-- Provided data follows --

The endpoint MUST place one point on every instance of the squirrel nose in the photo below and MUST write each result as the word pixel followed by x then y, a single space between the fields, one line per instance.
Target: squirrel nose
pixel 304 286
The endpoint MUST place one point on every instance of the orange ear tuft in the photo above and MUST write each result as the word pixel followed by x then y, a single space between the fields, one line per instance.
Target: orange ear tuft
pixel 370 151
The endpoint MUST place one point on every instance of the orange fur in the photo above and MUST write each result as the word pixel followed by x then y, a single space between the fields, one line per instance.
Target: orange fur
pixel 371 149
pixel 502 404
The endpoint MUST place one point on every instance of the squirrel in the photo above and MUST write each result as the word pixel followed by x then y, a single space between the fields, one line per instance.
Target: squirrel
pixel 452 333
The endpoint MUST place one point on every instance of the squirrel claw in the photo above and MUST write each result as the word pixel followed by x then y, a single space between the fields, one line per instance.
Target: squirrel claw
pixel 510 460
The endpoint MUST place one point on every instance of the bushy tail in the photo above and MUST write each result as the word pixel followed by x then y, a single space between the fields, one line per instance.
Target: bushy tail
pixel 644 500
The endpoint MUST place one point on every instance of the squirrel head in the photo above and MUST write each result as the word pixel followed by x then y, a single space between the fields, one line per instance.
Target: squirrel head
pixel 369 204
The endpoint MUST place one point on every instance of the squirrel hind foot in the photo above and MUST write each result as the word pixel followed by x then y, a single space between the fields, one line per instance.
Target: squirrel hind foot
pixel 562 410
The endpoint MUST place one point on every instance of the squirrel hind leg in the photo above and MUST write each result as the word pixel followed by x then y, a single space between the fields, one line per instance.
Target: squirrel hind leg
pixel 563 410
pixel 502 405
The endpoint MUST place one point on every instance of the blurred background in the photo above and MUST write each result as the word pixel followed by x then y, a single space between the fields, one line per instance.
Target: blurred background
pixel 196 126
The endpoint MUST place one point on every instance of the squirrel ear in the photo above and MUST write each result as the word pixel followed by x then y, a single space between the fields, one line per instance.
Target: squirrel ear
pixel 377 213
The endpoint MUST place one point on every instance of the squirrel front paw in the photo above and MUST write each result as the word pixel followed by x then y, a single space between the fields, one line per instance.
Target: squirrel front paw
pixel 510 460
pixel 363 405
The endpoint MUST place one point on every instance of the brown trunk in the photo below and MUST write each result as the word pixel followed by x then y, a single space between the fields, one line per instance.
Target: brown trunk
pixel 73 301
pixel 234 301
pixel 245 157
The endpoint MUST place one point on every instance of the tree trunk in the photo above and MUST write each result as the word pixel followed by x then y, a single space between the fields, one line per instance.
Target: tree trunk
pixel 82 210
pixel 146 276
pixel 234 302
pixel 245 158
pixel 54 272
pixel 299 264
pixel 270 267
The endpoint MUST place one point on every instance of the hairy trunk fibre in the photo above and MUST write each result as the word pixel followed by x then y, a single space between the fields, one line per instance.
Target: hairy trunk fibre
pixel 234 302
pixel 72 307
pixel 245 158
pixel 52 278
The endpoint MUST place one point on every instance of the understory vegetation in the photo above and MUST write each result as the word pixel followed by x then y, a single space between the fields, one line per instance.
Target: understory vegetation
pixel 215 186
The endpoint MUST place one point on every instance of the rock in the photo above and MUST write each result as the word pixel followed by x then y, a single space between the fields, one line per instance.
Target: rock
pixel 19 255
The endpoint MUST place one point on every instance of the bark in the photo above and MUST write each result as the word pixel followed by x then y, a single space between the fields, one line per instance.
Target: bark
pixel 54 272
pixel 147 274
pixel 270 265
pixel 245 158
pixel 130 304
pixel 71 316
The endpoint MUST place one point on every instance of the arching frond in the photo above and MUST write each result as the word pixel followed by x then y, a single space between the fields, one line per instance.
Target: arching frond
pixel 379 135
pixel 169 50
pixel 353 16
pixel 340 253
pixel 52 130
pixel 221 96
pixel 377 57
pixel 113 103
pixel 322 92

-- Provided data concluded --

**What to work on:** Retype the records above in full, exactly as they appear.

**Solution to this task:**
The endpoint MUST place one point on every instance of the squirrel nose in the photo below and MUST write each result as the word pixel followed by x then y, a single space between the fields, one line per instance.
Target: squirrel nose
pixel 304 286
The endpoint MUST place one point on every instance of the orange ear tuft in the photo above and MUST write each result as the word pixel followed by x then y, a single space between the fields, one line per instance.
Target: orange ear tuft
pixel 370 151
The endpoint MUST place one point on every instance of the orange fur in the photo above and MUST write each result as the word pixel followed by x then y, a single space between the fields, one line per instance.
Target: orange fur
pixel 371 149
pixel 502 404
The endpoint MUST place one point on every instance of the squirrel in the photo above and MUST write each result as the word pixel followed by x then y, a single space between the fields, one line per instance.
Target: squirrel
pixel 452 333
The endpoint MUST place one point on every instance of the squirrel claw in the photo above and MUST write each result as the word pixel followed by x then y, a single space between the fields, one line per instance.
Target: squirrel claw
pixel 510 460
The endpoint MUST place one point on every instance of the bushy tail in the photo above and MUST write each result as the word pixel followed by x then y, a single space between the fields, one line per instance.
Target: bushy tail
pixel 644 500
The endpoint MUST place one point on every instance of the squirrel head in the photo above and MUST write each result as the word pixel followed by x then y, a single space between the fields, one line per instance.
Target: squirrel head
pixel 369 204
The endpoint MUST place one point on every instance of the squirrel hind foot in the photo above and MUST write each result as the word pixel followed by x then y, a single space between the fields, one line per instance.
Target: squirrel hind foot
pixel 562 410
The endpoint MUST place one point on every instance of the squirrel hind leg in the photo above and MUST write each result as the word pixel followed by x then y, a single space between the fields, one line per instance.
Target: squirrel hind leg
pixel 563 410
pixel 502 405
The endpoint MUST place one point on every instance of the blurred background in the photo above and MUST write each result as the word pixel followed by x then y, a single space between the fields, one line per instance.
Target: blurred background
pixel 196 126
The endpoint MUST place one point on every instance of the squirrel ear in the photo above and MUST write each result as the word pixel followed by x then y, a single space between the fields, one line per instance.
Target: squirrel ear
pixel 377 213
The endpoint MUST place one point on every instance of the squirrel front paw in the photo above and MUST write each result as the word pixel followed by x then y, a single space between the fields, one line per instance.
Target: squirrel front paw
pixel 510 460
pixel 363 405
The endpoint MUST place one point on every instance of the brown trunk in the photo below and MUST write each result as the word pixel followed by x then y, a single space between the fields, one line per instance.
Target: brown trunk
pixel 73 301
pixel 234 301
pixel 245 157
The endpoint MUST place one point on every instance of the tree trunk in the photo above and MUST write each result as the word pixel followed by x then y, a single space between the fields, one line per instance.
Target: tree trunk
pixel 82 210
pixel 146 276
pixel 234 302
pixel 245 158
pixel 54 272
pixel 299 264
pixel 270 267
The endpoint MUST place one point on every instance of the hairy trunk fibre in the photo above and MUST write each result as the word pixel followed by x then y, a single space between the fields, one line per instance.
Target: hairy trunk fibre
pixel 234 302
pixel 72 307
pixel 245 158
pixel 52 278
The endpoint MUST place one point on every instance of the understory vegetation in the photo above and MUST write each result as the word pixel followed by x then y, a single space between the fields, one line per instance.
Target: understory vegetation
pixel 215 186
The endpoint MUST place one point on every instance of the rock in the photo above and MUST write each result as the word pixel followed by x then y, a single space between the fields, one line per instance.
Target: rock
pixel 19 255
The endpoint MUST place one point on every instance of the bark in the photo above and MUST write each result as the word pixel followed by x then y, a single space between the fields, one line per instance.
Target: bark
pixel 54 272
pixel 147 274
pixel 270 265
pixel 245 158
pixel 130 304
pixel 71 316
The endpoint MUST place one point on every instance of the arching frond in the photo above and MUST write each result as the word pixel followed by x then y, a single space between the fields, one line per instance.
Target: arching frond
pixel 379 135
pixel 169 50
pixel 353 16
pixel 340 253
pixel 52 130
pixel 221 96
pixel 377 57
pixel 113 103
pixel 322 92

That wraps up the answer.